> **SUPPLIED RECORDS**
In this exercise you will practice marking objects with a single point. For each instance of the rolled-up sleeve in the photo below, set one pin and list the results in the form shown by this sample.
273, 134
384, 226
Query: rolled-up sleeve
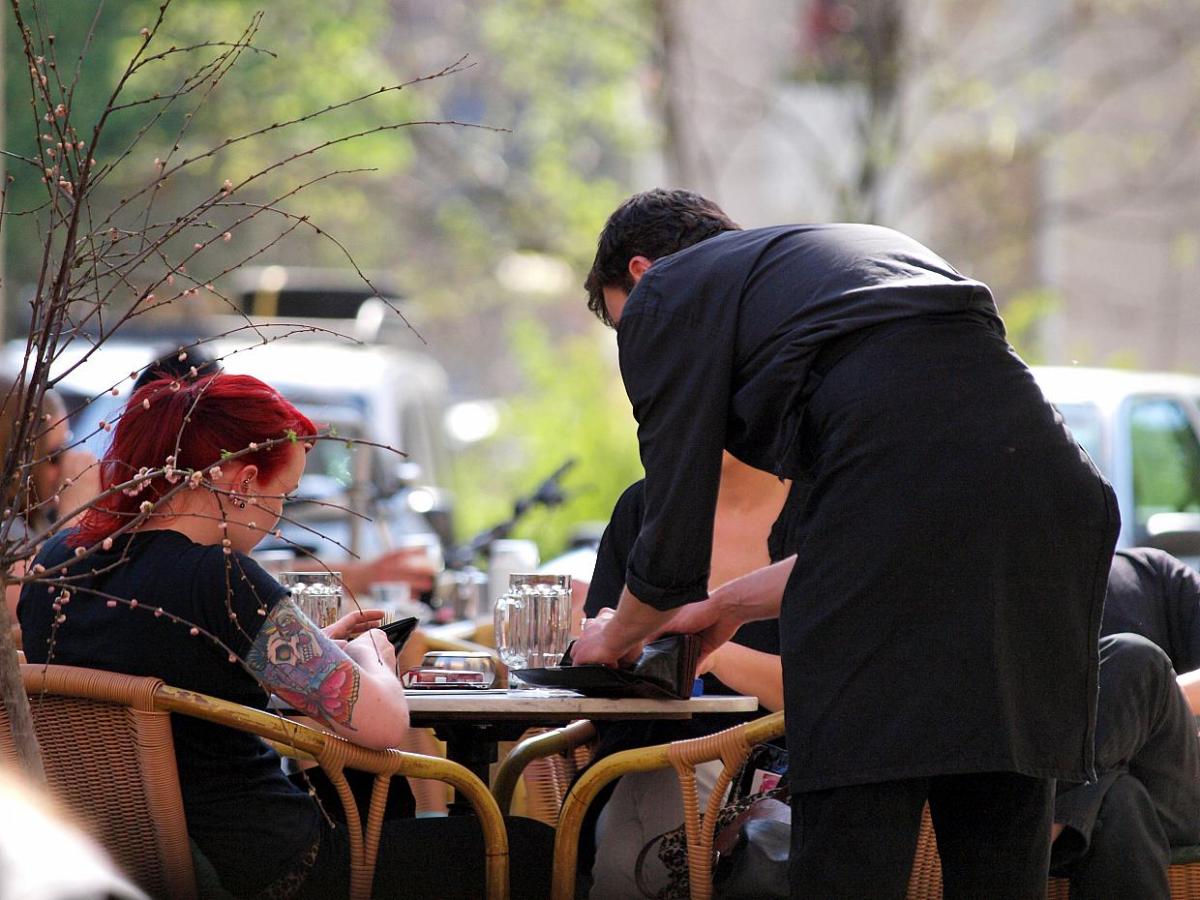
677, 366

> **TASK DETAILS**
Lay out every row above as a numbered list, with one line per item. Skip blank lines and leave the pictures out.

> **COMPLETE ANSWER**
1. In this exercise you will practice marking objects with a single point. For each instance of the rolled-up sleeve in the photo below, set one pin and list the results in the form shown by this sample.
2. 273, 134
3. 384, 226
4. Query: rolled-up sleeve
5. 677, 366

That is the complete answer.